> **Отрывок**
*-*-*

Выздоровев окончательно от тифа, отправился в Красный Рог. Обитатели смотрели на него с удивлением: худущий, с бритой головой. А Рюрик допытывался у матери:

- Ведь Соловьев урод, правда, урод?

В день именин Софьи Петровны 17 сентября 1887 года написал он одно из лучших своих стихотворений:

^ Бедный друг, истомил тебя путь,

Темен взор, и венок твой измят.

Ты войди же ко мне отдохнуть.

Потускнел, догорая, закат.

Где была и откуда идешь,

Бедный друг, не спрошу я, любя;

Только имя мое назовешь -

Молча к сердцу прижму я тебя.

Смерть и Время царят на земле;

Ты владыками их не зови;

Все, кружась, исчезает во мгле,

Неподвижно лишь солнце любви.

В этом же году после десятилетнего тесного общения, духовной близости, взаимной приязни произошел разрыв. Логика отношений привела к этому, мучительная история должна была закончиться:

^ Власть ли роковая или немощь наша

В злую страсть одела светлую любовь,

Будем благодарны, миновала чаша.

Страсть перегорела,

Мы свободны вновь...

Михаил Александрович умер в 1886 году. Почти через десять лет разрыва Соловьев опять в Пустыньке. В ней многое изменилось. Не стало Софьи Андреевны. Перестал звучать ее ласковый голос. Пустынька перешла по наследству к Хитрово. Поклонившись ей, Владимир Сергеевич не без трепета заговорил:

- Повторяю: прошу принять мое предложение и стать моей женой. Теперь нет препятствий для нашей любви.

- Дорогой друг, милый Владимир Сергеевич! Соизвольте же подумать о моем возрасте: мне ведь сорок восемь лет. Я готовлюсь стать бабушкой, а Вы толкуете о браке.

- Опять "нет"?

- Да.

Соловьев снова стал часто бывать в Пустыньке, но теперь жил не в главном доме, а на даче, которую снимал у Рюрика. Все лето 1898 года прожил там. А апрель следующего провел в Канне и Лозанне вместе с семьей Хитрово. В июне 1900 года он снова в Пустыньке, помогает перенести горе Софье Петровне: умер ее старший сын Андрей.

В эти последние годы весь в трудах. Перевел "Протагора" Платона, написал крупную работу, которая оказалась последней, "Три разговора", полные мрачных предчувствий.

Здоровье становилось все хуже и хуже. Совсем больной сел на извозчика и уехал в имение Трубецких Узкое под Москвой. Вызвали мать Поликсену Владимировну, брата Михаила, сестер Надежду и Поликсену. Вечером в половине десятого 31 июля на рубеже столетий философ, поэт и литературный критик Владимир Соловьев скончался.

*-*-*

> **Письменное задание A**
Какая крупная работа Соловьева, согласно отрывку, оказалась последней?
> **Письменное задание B**
Перепишите из отрывка без изменений фрагмент, начиная со слов «Будем благодарны, миновала» и заканчивая словами «толкуете о браке.».

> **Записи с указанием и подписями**
*-*-*

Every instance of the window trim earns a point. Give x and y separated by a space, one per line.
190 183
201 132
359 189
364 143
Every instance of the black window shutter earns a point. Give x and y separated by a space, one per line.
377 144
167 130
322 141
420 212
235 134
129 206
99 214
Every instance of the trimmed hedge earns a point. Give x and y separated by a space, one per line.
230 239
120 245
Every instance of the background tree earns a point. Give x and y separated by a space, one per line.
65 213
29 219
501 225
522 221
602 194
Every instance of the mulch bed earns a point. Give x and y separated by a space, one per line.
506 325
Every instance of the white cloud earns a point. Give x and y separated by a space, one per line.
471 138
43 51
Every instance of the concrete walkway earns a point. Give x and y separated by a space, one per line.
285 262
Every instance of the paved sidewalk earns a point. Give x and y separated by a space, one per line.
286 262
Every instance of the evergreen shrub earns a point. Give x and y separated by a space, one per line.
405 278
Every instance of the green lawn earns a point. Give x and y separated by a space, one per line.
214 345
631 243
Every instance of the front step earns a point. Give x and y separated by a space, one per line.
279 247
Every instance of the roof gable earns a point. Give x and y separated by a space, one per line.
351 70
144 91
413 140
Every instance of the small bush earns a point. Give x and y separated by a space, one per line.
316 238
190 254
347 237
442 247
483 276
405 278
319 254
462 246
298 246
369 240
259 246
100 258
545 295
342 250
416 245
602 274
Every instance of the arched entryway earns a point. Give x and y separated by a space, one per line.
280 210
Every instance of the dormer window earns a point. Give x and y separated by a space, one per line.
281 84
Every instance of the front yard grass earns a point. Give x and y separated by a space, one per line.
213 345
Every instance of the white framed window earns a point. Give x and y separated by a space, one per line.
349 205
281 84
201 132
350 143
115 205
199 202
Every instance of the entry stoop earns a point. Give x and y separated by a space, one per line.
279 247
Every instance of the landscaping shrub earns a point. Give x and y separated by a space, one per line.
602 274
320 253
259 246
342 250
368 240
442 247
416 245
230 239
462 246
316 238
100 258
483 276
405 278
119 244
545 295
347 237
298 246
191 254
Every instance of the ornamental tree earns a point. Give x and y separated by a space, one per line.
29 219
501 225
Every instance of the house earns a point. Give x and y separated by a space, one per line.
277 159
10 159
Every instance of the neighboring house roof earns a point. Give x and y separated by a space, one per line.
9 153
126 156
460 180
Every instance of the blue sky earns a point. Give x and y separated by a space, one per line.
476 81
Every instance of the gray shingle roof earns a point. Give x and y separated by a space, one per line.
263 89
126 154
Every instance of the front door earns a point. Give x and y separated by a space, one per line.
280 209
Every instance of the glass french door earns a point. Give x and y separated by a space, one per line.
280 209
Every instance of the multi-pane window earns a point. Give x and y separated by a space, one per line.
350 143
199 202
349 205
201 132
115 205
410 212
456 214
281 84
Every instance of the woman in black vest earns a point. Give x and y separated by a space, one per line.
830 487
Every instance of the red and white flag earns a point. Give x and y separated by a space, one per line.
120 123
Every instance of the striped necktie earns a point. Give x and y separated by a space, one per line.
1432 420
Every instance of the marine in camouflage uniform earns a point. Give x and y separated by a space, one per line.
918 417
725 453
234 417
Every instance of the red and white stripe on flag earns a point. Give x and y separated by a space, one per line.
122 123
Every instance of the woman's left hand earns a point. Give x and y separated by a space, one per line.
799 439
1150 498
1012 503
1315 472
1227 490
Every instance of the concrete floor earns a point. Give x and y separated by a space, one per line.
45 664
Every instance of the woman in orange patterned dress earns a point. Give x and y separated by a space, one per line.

*-*-*

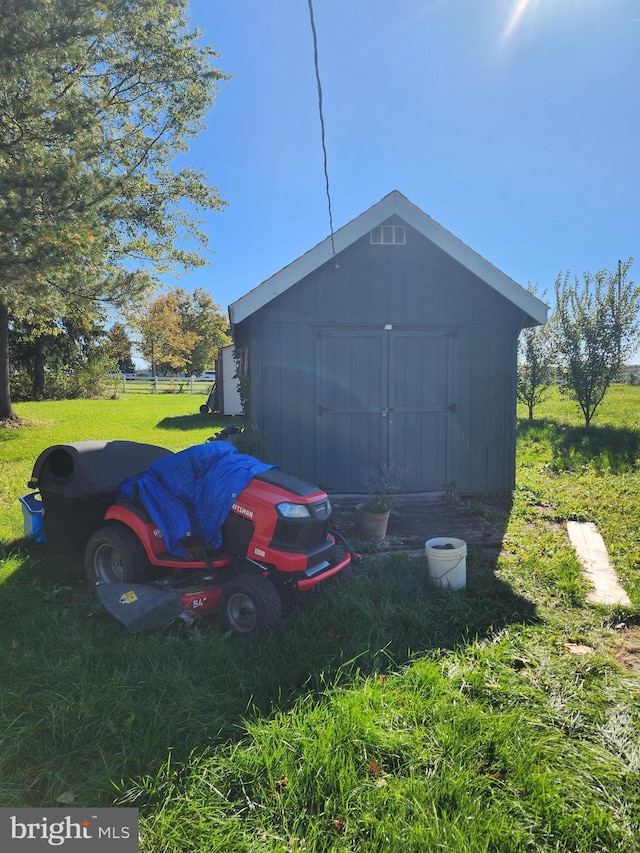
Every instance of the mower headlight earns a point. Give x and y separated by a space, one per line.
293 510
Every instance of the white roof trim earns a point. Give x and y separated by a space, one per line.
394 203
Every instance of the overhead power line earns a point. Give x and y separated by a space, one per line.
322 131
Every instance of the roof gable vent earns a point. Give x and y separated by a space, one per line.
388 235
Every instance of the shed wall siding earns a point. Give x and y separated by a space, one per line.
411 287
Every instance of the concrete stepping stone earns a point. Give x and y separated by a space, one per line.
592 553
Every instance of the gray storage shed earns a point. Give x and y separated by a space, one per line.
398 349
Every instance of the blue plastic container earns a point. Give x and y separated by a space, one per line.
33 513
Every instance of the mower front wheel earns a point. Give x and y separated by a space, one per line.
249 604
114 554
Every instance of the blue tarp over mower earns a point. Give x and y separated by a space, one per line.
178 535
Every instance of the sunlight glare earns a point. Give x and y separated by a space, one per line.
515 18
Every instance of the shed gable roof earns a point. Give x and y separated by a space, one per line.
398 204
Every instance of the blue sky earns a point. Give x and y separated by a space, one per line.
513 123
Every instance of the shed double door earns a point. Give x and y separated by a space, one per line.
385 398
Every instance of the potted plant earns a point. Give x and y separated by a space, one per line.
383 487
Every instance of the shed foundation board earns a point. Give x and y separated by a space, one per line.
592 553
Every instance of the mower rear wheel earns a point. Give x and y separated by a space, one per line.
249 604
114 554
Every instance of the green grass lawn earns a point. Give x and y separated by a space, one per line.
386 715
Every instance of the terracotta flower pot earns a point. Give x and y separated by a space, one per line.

*-*-*

> **Результат выполнения A**
«Три разговора».

> **Результат выполнения B**
Будем благодарны, миновала чаша.

Страсть перегорела,

Мы свободны вновь...

Михаил Александрович умер в 1886 году. Почти через десять лет разрыва Соловьев опять в Пустыньке. В ней многое изменилось. Не стало Софьи Андреевны. Перестал звучать ее ласковый голос. Пустынька перешла по наследству к Хитрово. Поклонившись ей, Владимир Сергеевич не без трепета заговорил:

- Повторяю: прошу принять мое предложение и стать моей женой. Теперь нет препятствий для нашей любви.

- Дорогой друг, милый Владимир Сергеевич! Соизвольте же подумать о моем возрасте: мне ведь сорок восемь лет. Я готовлюсь стать бабушкой, а Вы толкуете о браке.